Provided data
---+---

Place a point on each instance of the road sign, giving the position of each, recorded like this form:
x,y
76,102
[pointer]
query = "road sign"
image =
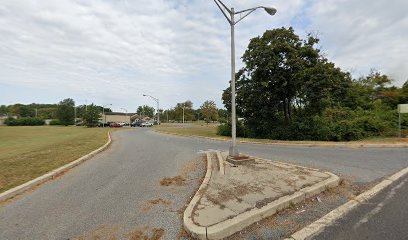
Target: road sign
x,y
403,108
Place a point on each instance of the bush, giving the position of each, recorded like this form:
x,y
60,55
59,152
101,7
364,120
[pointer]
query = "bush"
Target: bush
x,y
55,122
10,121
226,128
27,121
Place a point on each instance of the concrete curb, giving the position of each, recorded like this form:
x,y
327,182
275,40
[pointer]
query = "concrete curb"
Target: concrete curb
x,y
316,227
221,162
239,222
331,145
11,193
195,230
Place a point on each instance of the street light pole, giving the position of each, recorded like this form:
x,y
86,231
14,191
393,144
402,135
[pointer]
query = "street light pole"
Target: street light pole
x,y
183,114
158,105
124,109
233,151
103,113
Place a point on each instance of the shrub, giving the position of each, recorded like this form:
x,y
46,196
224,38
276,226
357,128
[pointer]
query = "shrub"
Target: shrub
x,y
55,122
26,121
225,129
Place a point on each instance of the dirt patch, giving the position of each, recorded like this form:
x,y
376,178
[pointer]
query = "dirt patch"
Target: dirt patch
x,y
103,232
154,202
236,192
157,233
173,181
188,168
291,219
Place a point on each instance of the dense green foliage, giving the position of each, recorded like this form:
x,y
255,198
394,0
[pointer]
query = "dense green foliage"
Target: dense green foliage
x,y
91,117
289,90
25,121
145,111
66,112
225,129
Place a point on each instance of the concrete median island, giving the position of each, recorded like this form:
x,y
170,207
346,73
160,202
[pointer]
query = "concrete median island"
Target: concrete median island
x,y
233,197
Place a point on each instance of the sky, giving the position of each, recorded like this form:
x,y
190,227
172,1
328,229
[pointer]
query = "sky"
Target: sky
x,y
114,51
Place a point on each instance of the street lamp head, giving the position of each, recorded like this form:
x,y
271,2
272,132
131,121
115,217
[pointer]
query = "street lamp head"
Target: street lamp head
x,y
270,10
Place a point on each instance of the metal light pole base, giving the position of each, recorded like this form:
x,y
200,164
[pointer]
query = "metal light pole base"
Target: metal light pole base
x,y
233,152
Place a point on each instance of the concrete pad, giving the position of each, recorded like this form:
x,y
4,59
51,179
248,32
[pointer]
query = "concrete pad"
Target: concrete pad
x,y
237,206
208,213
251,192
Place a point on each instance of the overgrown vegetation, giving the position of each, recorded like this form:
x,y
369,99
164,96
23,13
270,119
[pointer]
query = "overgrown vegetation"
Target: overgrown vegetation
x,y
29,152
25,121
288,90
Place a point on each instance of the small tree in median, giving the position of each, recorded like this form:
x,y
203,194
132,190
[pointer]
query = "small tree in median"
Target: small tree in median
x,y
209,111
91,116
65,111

---+---

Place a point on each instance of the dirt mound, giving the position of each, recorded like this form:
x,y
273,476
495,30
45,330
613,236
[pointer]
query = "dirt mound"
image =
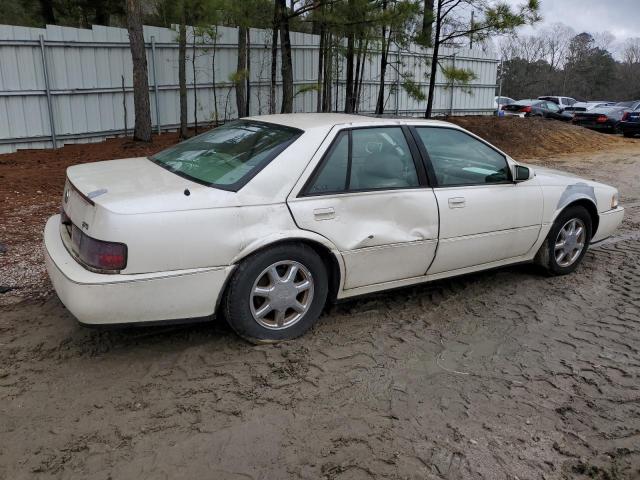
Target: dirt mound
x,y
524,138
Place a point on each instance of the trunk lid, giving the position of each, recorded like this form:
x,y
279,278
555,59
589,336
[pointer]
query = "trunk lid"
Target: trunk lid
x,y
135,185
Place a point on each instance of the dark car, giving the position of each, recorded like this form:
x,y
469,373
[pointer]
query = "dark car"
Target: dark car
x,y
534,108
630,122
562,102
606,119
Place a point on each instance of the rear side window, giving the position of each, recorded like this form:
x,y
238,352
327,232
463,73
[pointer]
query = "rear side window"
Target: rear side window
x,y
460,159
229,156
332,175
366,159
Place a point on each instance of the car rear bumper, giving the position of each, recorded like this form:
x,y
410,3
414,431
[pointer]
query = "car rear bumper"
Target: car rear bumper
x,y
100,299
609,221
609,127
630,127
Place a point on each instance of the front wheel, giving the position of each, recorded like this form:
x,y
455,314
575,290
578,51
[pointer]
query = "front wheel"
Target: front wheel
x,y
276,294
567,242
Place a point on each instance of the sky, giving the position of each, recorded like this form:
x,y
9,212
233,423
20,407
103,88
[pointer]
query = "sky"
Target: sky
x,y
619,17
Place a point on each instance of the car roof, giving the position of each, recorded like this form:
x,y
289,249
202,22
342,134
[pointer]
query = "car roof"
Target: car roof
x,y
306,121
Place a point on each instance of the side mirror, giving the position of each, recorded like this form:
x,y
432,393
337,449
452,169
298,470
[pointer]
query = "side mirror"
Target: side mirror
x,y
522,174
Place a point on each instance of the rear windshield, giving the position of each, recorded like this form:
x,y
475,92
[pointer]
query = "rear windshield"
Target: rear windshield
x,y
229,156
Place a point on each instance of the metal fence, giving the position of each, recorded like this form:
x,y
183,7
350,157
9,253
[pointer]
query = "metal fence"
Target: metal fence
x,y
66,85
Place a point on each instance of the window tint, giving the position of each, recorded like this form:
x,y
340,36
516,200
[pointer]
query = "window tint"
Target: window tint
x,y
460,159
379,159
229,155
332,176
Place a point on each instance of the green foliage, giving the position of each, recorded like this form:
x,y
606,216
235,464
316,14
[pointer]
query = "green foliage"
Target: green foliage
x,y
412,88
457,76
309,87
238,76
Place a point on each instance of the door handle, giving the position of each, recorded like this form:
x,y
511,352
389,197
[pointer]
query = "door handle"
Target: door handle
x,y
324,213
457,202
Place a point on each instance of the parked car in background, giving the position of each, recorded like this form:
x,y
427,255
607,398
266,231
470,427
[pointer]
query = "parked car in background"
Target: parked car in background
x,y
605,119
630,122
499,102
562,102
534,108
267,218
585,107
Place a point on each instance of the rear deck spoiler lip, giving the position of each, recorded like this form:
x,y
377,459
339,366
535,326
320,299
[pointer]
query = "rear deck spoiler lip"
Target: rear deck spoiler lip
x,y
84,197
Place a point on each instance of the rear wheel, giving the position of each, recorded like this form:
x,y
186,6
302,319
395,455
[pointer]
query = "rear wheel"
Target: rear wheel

---+---

Required task
Retype the data above without any change, starting at the line that contains "Place a point on each instance of the door" and ending at the line that contains "Target: rear wheel", including both of those lines.

Written reply
Place a point on each instance of the door handle, giving the position of each, recorded like this form:
x,y
511,352
389,197
[pointer]
query = "door handle"
Target: door handle
x,y
324,213
457,202
Place a point on each instance of the parked car in background, giving the position of each, recorded like this form:
x,y
427,255
607,398
266,231
470,427
[pointer]
query = "parked car in background"
Target: parked car in background
x,y
605,119
630,122
499,102
562,102
534,108
267,218
585,107
Place a point on each instance of the rear deck spoiler lip, giving the position of each, recorded like this form:
x,y
377,459
339,366
535,326
320,299
[pointer]
query = "rear deck spoiler lip"
Target: rear deck spoiler lip
x,y
84,197
Place a point on each instance of the rear wheel, giving the position of each, recorded like this form:
x,y
186,6
302,319
395,455
[pointer]
query = "rear wheel"
Target: rear wheel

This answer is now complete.